• _Goal of the exercise_
Pull out every line in the items below that contains the word "cylindrical".

A block of data
==*==

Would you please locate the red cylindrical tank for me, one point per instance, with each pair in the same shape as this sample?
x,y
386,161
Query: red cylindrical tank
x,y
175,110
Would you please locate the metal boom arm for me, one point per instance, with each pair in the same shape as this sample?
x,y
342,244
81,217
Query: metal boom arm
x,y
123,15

==*==

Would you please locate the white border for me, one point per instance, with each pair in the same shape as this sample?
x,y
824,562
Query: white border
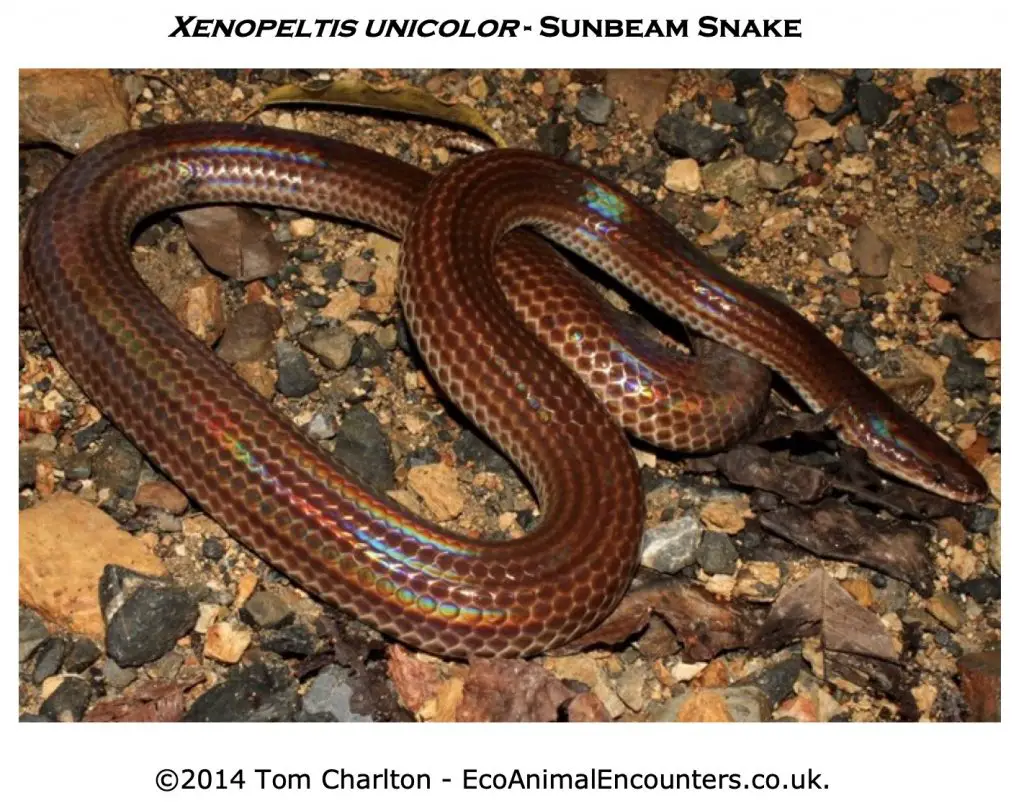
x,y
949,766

==*==

• _Solution_
Would you please locate the red cylindrical tank for me, one point per instance, with each pair in the same shape as this sample?
Query: red cylindrical tank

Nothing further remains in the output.